(Data rows):

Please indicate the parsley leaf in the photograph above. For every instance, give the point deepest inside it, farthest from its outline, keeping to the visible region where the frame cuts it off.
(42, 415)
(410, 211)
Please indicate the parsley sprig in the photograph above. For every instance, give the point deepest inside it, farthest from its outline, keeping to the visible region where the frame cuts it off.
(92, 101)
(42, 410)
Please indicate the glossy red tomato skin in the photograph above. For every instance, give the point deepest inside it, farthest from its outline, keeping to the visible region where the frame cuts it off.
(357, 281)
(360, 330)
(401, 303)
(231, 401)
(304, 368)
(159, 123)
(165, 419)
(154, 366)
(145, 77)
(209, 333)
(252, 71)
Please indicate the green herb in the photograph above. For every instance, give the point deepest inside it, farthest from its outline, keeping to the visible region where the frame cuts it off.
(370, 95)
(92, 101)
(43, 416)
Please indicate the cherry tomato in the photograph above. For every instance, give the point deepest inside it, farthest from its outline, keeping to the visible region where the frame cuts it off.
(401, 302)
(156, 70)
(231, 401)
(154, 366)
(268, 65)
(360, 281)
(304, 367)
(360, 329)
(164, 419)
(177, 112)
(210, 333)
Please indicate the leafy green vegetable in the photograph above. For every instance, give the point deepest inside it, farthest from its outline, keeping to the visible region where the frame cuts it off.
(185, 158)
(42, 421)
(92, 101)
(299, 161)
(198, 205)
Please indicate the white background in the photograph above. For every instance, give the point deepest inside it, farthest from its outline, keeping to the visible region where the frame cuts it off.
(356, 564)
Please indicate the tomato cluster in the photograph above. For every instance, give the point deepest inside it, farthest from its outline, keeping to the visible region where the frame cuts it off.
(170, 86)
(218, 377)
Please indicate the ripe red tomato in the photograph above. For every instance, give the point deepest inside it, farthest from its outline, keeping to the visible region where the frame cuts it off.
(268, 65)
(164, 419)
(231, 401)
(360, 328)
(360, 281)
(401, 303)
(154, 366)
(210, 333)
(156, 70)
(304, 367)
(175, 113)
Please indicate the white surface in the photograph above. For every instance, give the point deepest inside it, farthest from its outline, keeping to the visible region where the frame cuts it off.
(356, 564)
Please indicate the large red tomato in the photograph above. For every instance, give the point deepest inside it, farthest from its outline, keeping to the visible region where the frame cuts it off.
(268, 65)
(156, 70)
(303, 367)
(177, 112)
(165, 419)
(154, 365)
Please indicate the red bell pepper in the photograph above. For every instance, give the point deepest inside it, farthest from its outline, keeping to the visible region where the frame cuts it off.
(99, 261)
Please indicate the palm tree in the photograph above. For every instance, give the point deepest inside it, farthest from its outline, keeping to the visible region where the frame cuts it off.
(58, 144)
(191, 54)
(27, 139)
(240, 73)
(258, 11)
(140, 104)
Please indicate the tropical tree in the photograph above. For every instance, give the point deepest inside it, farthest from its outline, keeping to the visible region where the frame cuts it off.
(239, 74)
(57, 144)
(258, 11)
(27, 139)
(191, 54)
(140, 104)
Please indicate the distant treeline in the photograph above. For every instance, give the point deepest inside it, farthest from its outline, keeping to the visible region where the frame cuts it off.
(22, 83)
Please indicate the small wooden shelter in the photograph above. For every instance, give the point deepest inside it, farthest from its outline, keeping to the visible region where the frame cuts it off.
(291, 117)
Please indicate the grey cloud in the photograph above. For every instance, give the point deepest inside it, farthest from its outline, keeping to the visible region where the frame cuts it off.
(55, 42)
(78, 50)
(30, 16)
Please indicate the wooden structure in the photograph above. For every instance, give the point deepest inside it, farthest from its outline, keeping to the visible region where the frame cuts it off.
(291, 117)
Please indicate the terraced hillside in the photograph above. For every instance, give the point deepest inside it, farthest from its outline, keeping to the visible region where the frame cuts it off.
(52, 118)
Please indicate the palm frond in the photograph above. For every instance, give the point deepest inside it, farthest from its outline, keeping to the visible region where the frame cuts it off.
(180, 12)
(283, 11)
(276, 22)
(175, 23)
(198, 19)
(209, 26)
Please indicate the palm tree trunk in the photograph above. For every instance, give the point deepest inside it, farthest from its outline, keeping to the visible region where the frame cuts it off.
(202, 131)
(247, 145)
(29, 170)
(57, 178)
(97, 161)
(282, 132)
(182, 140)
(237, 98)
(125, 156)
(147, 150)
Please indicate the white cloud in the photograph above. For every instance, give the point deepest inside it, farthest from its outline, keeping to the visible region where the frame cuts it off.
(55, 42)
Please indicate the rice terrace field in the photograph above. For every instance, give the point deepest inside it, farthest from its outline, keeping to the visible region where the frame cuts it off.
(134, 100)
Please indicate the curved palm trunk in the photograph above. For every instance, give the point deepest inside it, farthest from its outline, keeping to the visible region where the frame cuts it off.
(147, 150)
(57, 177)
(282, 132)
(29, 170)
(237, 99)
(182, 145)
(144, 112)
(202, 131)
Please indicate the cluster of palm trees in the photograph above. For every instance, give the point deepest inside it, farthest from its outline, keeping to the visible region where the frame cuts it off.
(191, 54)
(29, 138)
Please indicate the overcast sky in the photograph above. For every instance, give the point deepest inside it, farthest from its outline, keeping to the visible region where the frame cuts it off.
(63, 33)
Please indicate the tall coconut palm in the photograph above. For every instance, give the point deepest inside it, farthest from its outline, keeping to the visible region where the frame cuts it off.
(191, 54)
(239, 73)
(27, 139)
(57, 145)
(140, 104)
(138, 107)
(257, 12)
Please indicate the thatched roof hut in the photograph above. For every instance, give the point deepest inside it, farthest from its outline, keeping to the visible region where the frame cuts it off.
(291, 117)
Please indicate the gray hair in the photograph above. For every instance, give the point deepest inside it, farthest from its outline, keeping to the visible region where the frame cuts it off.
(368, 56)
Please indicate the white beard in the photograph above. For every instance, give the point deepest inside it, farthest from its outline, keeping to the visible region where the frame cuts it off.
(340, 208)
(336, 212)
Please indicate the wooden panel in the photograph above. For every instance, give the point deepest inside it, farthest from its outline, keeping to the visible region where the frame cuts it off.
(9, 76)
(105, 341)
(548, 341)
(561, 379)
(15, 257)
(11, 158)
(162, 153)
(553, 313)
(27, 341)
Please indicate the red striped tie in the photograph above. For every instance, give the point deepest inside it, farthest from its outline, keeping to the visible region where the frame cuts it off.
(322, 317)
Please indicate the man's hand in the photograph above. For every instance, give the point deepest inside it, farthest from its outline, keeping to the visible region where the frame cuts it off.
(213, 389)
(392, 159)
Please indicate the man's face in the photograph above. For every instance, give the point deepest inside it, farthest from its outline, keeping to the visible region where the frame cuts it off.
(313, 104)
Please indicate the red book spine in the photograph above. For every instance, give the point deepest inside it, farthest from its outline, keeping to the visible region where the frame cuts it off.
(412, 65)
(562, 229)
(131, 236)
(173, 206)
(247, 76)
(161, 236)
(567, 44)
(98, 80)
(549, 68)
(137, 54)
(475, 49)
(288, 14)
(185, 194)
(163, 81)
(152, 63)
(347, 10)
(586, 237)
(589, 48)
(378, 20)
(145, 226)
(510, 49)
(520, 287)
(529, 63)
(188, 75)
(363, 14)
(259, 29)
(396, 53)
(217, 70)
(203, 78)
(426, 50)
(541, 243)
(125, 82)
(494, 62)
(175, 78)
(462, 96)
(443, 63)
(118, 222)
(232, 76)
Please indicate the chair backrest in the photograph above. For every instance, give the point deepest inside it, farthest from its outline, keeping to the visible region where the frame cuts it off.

(What the task asks): Extract, word for word, each line of the listing above.

(Solution to this problem):
Please indicate the parsley leaf in the photograph above. For every instance, give the point deepest inside it, farthest from its outline, keeping to the visible region where the frame cuts it off.
(42, 415)
(410, 211)
Please indicate the parsley sprig in the photograph above. For every instance, give the point deepest inside it, farthest from its outline, keeping to the visible region where the frame cuts it off.
(92, 101)
(42, 410)
Please indicate the glossy red tomato skin in the photograph above. For every instance, give the point deepest inside it, farthest from its outline, keeping to the visible region where the frame cuts it off.
(357, 281)
(360, 330)
(401, 303)
(231, 401)
(304, 368)
(159, 123)
(165, 419)
(154, 366)
(145, 77)
(209, 333)
(252, 71)
Please indicate the green herb in the photograph above. For every instance, give the point deepest inside it, farthest from its outline, keeping to the visible region where the frame cuts it off.
(370, 95)
(92, 101)
(43, 416)
Please indicate the cherry tomato in the photograph above. For every instance, give the point deepest inside it, farthest from its outline, keeping to the visible region where the frame cuts it off.
(401, 302)
(156, 70)
(231, 401)
(154, 366)
(268, 65)
(360, 281)
(304, 367)
(360, 329)
(164, 419)
(177, 112)
(210, 333)
Please indicate the leafy green vegetable in the photograph above. For every instance, give the point deepest inside it, farthest from its outline, keeping to the visible region where the frame cuts it off.
(185, 158)
(42, 421)
(92, 101)
(299, 161)
(198, 205)
Please indicate the white background in the photograph above. For every instance, give the point deepest inside it, farthest from its outline, keeping to the visible region where the frame cuts it off.
(356, 564)
Please indicate the tomato cluster in the photograph above. For every instance, give the point deepest inside it, farthest from its outline, keeping to the visible region where the frame cuts it off.
(170, 86)
(218, 377)
Please indicate the ripe red tomato in the photograph above. For every instance, give the point deepest inside it, farthest from its outline, keeping to the visible region where the frame cuts it off.
(268, 65)
(164, 419)
(231, 401)
(360, 328)
(360, 281)
(401, 303)
(154, 366)
(210, 333)
(156, 70)
(304, 367)
(175, 113)
Please indicate the white surface in the photograph above. For every instance, give the point deepest inside it, farthest from its outline, keeping to the visible region where the frame cuts it off.
(356, 564)
Please indicate the large red tomato in the photograph above. For every instance, give the point deepest inside it, farthest from its outline, keeping to the visible region where the frame cuts it off.
(268, 65)
(156, 70)
(303, 367)
(177, 112)
(165, 419)
(154, 365)
Please indicate the red bell pepper in the photograph above. For every instance, give the point deepest inside it, farthest from its outline, keeping to the visible region where the frame cuts it off.
(99, 261)
Please indicate the palm tree in the photograph above. For every instance, give the point deepest inside it, farthest from its outline, keeping to the visible region where the frame cuts it off.
(58, 144)
(191, 54)
(27, 139)
(240, 73)
(258, 11)
(140, 104)
Please indicate the tropical tree in the photograph above. For every instance, give the point deepest inside it, farthest from its outline, keeping to the visible region where the frame cuts it off.
(239, 74)
(57, 144)
(258, 11)
(27, 139)
(191, 54)
(140, 104)
Please indicate the distant treeline in the photograph above. For every instance, give the point deepest inside it, farthest from its outline, keeping to the visible region where the frame cuts it off.
(22, 83)
Please indicate the small wooden shelter in the photograph above. For every instance, give the point deepest inside it, farthest from its outline, keeping to the visible region where the frame cuts it off.
(291, 117)
Please indicate the grey cloud in the photograph above. For every instance, give the point deepest inside it, farthest from its outline, keeping to the visible region where the frame cuts it off.
(55, 42)
(78, 50)
(30, 16)
Please indicate the wooden structure in the photograph above. For every instance, give the point deepest inside it, farthest from its outline, keeping to the visible region where the frame cuts it off.
(291, 117)
Please indicate the terraced hillside in the photograph above. For every instance, give the point deepest inside it, farthest from its outline, keeping to the visible region where the frame cuts it off.
(52, 118)
Please indicate the palm frond in the photograph above. For every instance, give the point deepest inside it, farthest from its outline, keeping to the visible region where the frame cuts it off.
(180, 12)
(283, 11)
(276, 22)
(175, 23)
(198, 19)
(209, 26)
Please indicate the palm tree trunk in the photograph above. For every instance, give the point deepest inside it, farthest from its outline, keeping to the visible region where the frame cuts it off.
(202, 131)
(247, 145)
(29, 170)
(57, 178)
(97, 161)
(282, 132)
(182, 140)
(237, 98)
(125, 156)
(147, 150)
Please indicate the white cloud in the photograph above. For every instance, give the point deepest inside it, farthest from its outline, keeping to the visible region where the frame cuts it off.
(55, 42)
Please indicate the rice terrace field in the photograph above. For every instance, give the point deepest inside it, farthest from its outline, keeping to the visible region where the frame cuts it off.
(134, 100)
Please indicate the curved palm trunk in the photograph above. For every instance, give the point deepest inside it, farthest from its outline, keeping to the visible region where the frame cuts it off.
(147, 150)
(57, 177)
(282, 132)
(29, 170)
(237, 99)
(182, 145)
(144, 112)
(202, 131)
Please indicate the cluster of palm trees in the photograph above. For every instance, give the point deepest inside it, farthest from its outline, keeping to the visible region where the frame cuts it off.
(191, 54)
(29, 138)
Please indicate the overcast sky in the photograph above. For every instance, give the point deepest inside it, farthest from its outline, keeping to the visible region where the frame cuts it off.
(63, 33)
Please indicate the tall coconut palm in the photograph above. For every instance, give the point deepest inside it, farthest from its outline, keeping to the visible region where the frame cuts it off.
(191, 54)
(239, 73)
(27, 139)
(57, 145)
(140, 104)
(138, 107)
(257, 12)
Please indicate the thatched roof hut in the photograph above. For every instance, give the point deepest inside it, farthest from its outline, keeping to the visible region where the frame cuts it off.
(291, 117)
Please indicate the gray hair in the photograph above. For every instance, give the point deepest inside it, farthest from its outline, keeping to the visible region where the frame cuts it off.
(368, 56)
Please indicate the white beard in the photograph above. For every instance, give the point deepest inside it, farthest from its outline, keeping to the visible region where the frame cuts it off.
(340, 208)
(336, 212)
Please indicate the wooden panel in the photograph above. For every instance, give the point deepest inside it, farthest from its outline, keeping to the visible region where the frame cuts it off.
(9, 76)
(105, 341)
(548, 341)
(561, 379)
(15, 257)
(11, 158)
(162, 153)
(553, 313)
(27, 341)
Please indicate the red striped tie in the photograph above. For every instance, give the point deepest inside it, farthest from its outline, keeping to the visible region where the frame cuts it off.
(322, 317)
Please indicate the man's hand in the photograph above. For every instance, give the point deepest inside it, farthest from its outline, keeping to the visible region where the frame cuts it off.
(213, 389)
(392, 159)
Please indicate the man's face in the photograph above. For every instance, give the point deepest inside it, farthest from its outline, keeping to the visible region where the frame cuts it off.
(313, 104)
Please indicate the red book spine in the photograph above. For every instance, give the point deepest inside it, farthest from its outline, keeping to the visible region where the frame cuts it off.
(412, 65)
(562, 229)
(131, 236)
(173, 206)
(247, 76)
(161, 236)
(567, 44)
(98, 80)
(549, 68)
(137, 54)
(475, 49)
(288, 14)
(185, 194)
(163, 81)
(152, 63)
(347, 10)
(586, 237)
(589, 48)
(378, 20)
(145, 226)
(510, 49)
(520, 287)
(529, 63)
(188, 75)
(363, 14)
(259, 29)
(396, 53)
(217, 70)
(203, 78)
(426, 50)
(541, 243)
(125, 82)
(494, 62)
(175, 78)
(462, 96)
(443, 63)
(118, 222)
(232, 76)
Please indicate the chair backrest in the photograph above. For every instance, give the point deepest inside it, farthest from its outline, keeping to the visible region where the frame cuts it off.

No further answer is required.